## PROBLEM DETAILS
Copy out all the records again, putting "widest part" wherever "thickest part" appears and leaving everything else as it is.

## ITEMS
--- --- ---
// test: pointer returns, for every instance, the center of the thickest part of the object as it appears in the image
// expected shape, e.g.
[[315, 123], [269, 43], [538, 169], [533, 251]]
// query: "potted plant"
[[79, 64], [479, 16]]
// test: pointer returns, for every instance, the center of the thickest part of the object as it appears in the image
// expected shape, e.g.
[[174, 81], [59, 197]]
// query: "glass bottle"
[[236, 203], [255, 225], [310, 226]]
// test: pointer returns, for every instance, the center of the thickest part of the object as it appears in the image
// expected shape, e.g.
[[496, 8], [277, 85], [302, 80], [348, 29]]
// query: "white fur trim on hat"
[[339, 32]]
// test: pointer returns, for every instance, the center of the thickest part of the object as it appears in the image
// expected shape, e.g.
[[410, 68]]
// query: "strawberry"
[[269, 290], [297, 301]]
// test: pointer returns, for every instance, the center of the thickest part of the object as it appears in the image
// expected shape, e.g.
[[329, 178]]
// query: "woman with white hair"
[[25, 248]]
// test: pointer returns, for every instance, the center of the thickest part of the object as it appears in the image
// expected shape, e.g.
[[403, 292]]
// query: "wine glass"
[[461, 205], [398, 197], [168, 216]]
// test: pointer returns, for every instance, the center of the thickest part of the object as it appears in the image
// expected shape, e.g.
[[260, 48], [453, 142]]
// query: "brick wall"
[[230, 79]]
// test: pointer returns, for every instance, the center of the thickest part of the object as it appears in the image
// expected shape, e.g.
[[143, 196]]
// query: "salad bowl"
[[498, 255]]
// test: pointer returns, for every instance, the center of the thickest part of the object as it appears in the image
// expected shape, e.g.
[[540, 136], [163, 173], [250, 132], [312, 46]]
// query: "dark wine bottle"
--- --- ---
## RESULT OF THE TASK
// test: pointer returns, for every instance, the center of the widest part of the object as it appears in the image
// expected shape, e.g.
[[315, 123], [269, 43], [538, 169], [533, 251]]
// query: "potted plant"
[[79, 64], [479, 16]]
// test: pointer returns, for every instance, the center of the widest part of the object as it appears in the image
// expected shape, e.g.
[[174, 81], [59, 197]]
// query: "glass bottle"
[[236, 203], [255, 225], [310, 226]]
// test: pointer returns, for every instance, the center of the widest part of the object as it appears in the image
// expected shape, e.g.
[[496, 8], [277, 85], [302, 80], [348, 29]]
// query: "white fur trim on hat"
[[339, 32]]
// test: pointer returns, for every instance, the center of the widest part of the object as it appears in the image
// expected shape, e.g.
[[410, 68]]
// query: "strawberry"
[[269, 290], [297, 301]]
// test: pointer returns, for every instance, the center of the widest part of the object as it appears in the image
// expected shape, e.g.
[[329, 178]]
// query: "woman with white hair"
[[25, 248]]
// test: pointer returns, for every instance, the center of the widest part of the object as it appears in the image
// expected shape, e.g.
[[403, 292]]
// query: "wine glass"
[[461, 205], [398, 197], [168, 216]]
// test: pointer returns, for every instance, the center of the widest part of the object as it appears in the image
// expected shape, e.g.
[[260, 48], [453, 142]]
// query: "brick wall"
[[230, 79]]
// test: pointer returns, for every instance, the center of the widest part of the object as it appears in the image
// expected shape, e.g.
[[143, 196]]
// query: "salad bowl"
[[498, 255]]
// test: pointer returns, for every instance, the center of the widest part of the object as it appears in the image
// expected shape, e.g.
[[540, 136], [163, 173], [250, 132], [312, 46]]
// query: "dark wine bottle"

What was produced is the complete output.